__Exercise prompt__
Could you repeat word for word only the lines from the one containing "x=295 y=481" to the last line of the data below?

__Extracted records__
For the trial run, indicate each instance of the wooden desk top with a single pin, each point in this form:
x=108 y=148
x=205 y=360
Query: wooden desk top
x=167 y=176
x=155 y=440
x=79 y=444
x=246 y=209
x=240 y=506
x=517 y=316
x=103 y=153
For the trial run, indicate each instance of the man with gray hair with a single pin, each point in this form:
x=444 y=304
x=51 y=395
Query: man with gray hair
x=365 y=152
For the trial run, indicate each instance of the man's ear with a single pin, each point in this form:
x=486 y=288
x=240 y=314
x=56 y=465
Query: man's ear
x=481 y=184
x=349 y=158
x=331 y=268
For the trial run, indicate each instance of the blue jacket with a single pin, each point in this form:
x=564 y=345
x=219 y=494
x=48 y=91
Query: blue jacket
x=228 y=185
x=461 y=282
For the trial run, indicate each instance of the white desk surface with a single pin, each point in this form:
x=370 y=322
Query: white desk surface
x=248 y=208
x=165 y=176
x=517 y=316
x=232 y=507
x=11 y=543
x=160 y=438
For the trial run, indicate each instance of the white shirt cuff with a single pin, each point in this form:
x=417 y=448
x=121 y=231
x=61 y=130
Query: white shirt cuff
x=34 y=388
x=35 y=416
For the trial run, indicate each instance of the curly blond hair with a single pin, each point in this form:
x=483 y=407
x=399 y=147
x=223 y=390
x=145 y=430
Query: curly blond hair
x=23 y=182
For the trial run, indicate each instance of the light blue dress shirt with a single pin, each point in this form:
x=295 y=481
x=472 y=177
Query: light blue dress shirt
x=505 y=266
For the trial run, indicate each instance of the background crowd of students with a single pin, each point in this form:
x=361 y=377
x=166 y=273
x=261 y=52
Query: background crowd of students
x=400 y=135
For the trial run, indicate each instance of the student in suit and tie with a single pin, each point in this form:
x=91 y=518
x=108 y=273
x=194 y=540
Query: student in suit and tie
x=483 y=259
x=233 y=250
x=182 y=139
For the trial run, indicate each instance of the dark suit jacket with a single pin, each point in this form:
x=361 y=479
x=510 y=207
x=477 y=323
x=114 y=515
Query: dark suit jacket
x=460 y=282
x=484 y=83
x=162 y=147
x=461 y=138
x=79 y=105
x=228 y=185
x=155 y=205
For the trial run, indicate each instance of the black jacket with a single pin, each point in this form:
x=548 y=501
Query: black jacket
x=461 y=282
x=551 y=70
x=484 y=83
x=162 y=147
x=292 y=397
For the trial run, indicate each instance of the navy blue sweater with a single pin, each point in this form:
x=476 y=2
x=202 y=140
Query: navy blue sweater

__Result of this task__
x=295 y=481
x=472 y=177
Query: light blue dress shirt
x=505 y=266
For the trial run, indicate each instance of the background crowd of students with a single pin, each point in this form:
x=361 y=377
x=166 y=273
x=261 y=52
Query: background crowd of students
x=400 y=135
For the trial run, indicate each instance of the student in suit and tie with a single pin, each point in this form:
x=91 y=518
x=108 y=273
x=194 y=540
Query: student in suit and tie
x=483 y=259
x=233 y=250
x=182 y=139
For the trial run, indicate each instance of the dark suit jacket with a single pin, each point in this form:
x=361 y=479
x=510 y=207
x=477 y=323
x=114 y=515
Query: dark suit jacket
x=460 y=282
x=484 y=83
x=162 y=147
x=461 y=138
x=79 y=105
x=228 y=185
x=155 y=205
For the trial run, indicate each instance of the black jacket with a single pin, each point in this form:
x=548 y=501
Query: black jacket
x=461 y=282
x=551 y=70
x=484 y=83
x=162 y=147
x=292 y=397
For the trial run, indicate each instance of the navy blue sweater with a single pin, each point in this form:
x=476 y=2
x=202 y=140
Query: navy blue sweater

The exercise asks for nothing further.